* **PROBLEM DETAILS**
Type out every entry again, character for character.

* **AVAILABLE DATA**
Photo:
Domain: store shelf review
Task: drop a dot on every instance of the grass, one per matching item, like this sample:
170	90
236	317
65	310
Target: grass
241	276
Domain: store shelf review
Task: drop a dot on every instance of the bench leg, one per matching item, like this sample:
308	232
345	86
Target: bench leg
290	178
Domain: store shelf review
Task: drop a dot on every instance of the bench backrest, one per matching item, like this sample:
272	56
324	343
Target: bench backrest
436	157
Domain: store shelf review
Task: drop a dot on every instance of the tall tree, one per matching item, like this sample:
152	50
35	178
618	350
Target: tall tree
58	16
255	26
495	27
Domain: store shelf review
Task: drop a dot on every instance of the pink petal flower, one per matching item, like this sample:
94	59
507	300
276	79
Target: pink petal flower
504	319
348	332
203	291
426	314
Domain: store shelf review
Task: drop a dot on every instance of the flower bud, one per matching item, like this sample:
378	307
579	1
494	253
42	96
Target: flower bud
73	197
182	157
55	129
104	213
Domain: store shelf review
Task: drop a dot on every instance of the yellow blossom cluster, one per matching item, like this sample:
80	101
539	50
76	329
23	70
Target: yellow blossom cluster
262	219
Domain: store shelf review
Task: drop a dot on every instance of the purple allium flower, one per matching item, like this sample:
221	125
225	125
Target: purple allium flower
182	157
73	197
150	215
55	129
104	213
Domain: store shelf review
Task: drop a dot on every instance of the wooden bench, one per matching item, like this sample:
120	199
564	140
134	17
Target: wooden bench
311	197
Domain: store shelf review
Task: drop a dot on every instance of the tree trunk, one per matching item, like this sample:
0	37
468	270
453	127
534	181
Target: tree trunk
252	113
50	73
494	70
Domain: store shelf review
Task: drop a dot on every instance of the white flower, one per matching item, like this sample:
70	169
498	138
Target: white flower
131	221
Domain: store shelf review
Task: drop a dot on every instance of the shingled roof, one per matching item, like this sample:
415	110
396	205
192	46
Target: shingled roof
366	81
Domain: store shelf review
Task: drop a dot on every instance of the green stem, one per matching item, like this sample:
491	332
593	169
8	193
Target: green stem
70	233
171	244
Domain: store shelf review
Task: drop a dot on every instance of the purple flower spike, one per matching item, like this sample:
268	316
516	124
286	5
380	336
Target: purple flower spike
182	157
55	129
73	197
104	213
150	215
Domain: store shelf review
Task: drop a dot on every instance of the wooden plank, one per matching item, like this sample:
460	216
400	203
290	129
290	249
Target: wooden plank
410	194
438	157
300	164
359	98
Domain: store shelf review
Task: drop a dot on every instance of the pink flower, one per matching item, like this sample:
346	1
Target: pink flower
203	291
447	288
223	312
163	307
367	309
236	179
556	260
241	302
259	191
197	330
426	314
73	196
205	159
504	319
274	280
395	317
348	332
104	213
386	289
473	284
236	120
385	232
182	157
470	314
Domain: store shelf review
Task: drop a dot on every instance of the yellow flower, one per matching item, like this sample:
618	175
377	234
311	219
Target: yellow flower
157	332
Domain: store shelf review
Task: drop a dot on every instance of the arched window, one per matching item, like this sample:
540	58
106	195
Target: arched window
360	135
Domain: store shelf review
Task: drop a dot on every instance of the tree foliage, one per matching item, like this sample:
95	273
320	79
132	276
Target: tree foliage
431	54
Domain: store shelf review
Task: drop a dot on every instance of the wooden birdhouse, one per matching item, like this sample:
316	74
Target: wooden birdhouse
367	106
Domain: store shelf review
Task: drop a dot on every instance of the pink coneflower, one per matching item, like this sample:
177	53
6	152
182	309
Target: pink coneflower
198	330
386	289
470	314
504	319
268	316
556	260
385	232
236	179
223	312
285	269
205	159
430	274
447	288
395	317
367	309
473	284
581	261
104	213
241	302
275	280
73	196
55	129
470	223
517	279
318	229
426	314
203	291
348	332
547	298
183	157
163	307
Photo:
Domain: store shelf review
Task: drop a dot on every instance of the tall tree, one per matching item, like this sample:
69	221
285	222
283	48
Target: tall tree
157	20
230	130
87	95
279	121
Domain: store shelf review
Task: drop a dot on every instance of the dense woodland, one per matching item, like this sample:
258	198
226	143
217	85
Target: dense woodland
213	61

* **RESPONSE BELOW**
Photo:
Domain: store shelf review
Task: drop a dot on every instance of the grass, one per matching item, like this sample:
170	90
236	317
65	310
Target: grass
241	276
Domain: store shelf review
Task: drop a dot on every instance of the bench leg, one per matching item, like this sample:
308	232
345	86
Target: bench leg
290	178
Domain: store shelf review
Task: drop a dot on every instance of the bench backrest, one per matching item, like this sample:
272	56
324	343
Target: bench backrest
436	157
Domain: store shelf review
Task: drop a dot on every instance of the tall tree, one per matching item, like this sample:
152	50
35	178
618	350
Target: tall tree
58	16
255	26
495	27
Domain: store shelf review
Task: drop a dot on every instance of the pink petal flower, one per matching item, like this sample:
94	59
507	300
276	79
Target: pink petal flower
504	319
348	332
203	291
426	314
Domain: store shelf review
Task: drop a dot on every instance of the flower bud, one per matching item, like this sample:
378	307
579	1
494	253
42	96
Target: flower bud
73	197
182	157
55	129
104	213
Domain: store shelf review
Task: drop a dot on every instance of the yellow blossom cluster, one per matching item, like this sample:
80	101
539	50
76	329
23	70
Target: yellow blossom cluster
262	219
Domain: store shelf review
Task: drop a dot on every instance of the purple allium flower, one per matching item, like this sample:
221	125
225	125
Target: purple allium flower
182	157
73	197
150	215
55	129
104	213
Domain: store shelf review
Task: drop a dot on every instance of the wooden bench, one per matching item, like this sample:
120	199
564	140
134	17
Target: wooden bench
311	197
Domain: store shelf review
Task: drop a dot on every instance of the tree trunk, one per matching item, like this sample:
0	37
468	270
453	127
534	181
Target: tree trunk
252	113
50	73
494	70
Domain: store shelf review
Task: drop a dot on every instance of the white flower, one per matching item, like this sample:
70	169
498	138
Target: white flower
131	221
Domain: store shelf review
Task: drop a dot on every instance of the shingled roof, one per matching item, like this sample:
415	110
396	205
192	46
Target: shingled roof
366	81
Domain: store shelf review
Task: drop a dot on every instance of the green stem, one per matching item, like this sample:
491	332
593	169
8	193
Target: green stem
70	233
171	244
Domain: store shelf review
Task: drop a dot on every instance of the purple flower spike, one per matching item, like this sample:
268	316
516	124
286	5
380	336
Target: purple flower spike
182	157
55	129
73	197
104	213
150	215
Domain: store shelf review
Task: drop a dot on every instance of the wooden plank, one per matching item, like this sample:
460	216
400	203
290	129
290	249
Target: wooden plank
410	194
438	157
300	164
359	98
Domain: store shelf review
Task: drop a dot on every instance of the pink flower, one per matching item, like this sample:
346	1
Target: pink flower
203	291
447	288
223	312
163	307
367	309
236	179
556	260
241	302
259	191
197	330
426	314
73	196
205	159
504	319
274	280
395	317
348	332
104	213
386	289
473	284
236	120
385	232
182	157
470	314
Domain: store shelf review
Task: drop a dot on every instance of the yellow flower, one per matching item, like this sample:
618	175
377	234
311	219
Target: yellow flower
157	332
Domain: store shelf review
Task: drop a dot on every instance of the arched window, one per matching item, like this sample:
540	58
106	195
Target: arched window
360	135
Domain: store shelf review
Task: drop a dot on every instance of the tree foliage, one per matching item, like this sample:
95	273
320	79
132	276
Target: tree foliage
431	54
Domain: store shelf review
Task: drop a dot on every instance of the wooden birdhouse, one per matching item, like this sample:
316	74
Target: wooden birdhouse
367	106
Domain: store shelf review
Task: drop a dot on every instance of the pink coneflower, one per matching item, like this sample:
177	53
6	152
182	309
Target: pink coneflower
198	330
386	289
470	314
504	319
268	316
556	260
385	232
236	179
223	312
285	269
205	159
430	274
447	288
395	317
367	309
473	284
581	261
104	213
241	302
275	280
73	196
55	129
470	223
517	279
318	229
426	314
203	291
348	332
547	298
183	157
163	307
Photo:
Domain: store shelf review
Task: drop a dot on every instance of the tall tree, one per matching item, like this sample:
69	221
285	222
283	48
Target: tall tree
157	20
230	130
87	95
279	121
Domain: store shelf review
Task: drop a dot on every instance of the dense woodland, one per matching item, like this sample:
258	198
226	143
217	85
Target: dense woodland
213	61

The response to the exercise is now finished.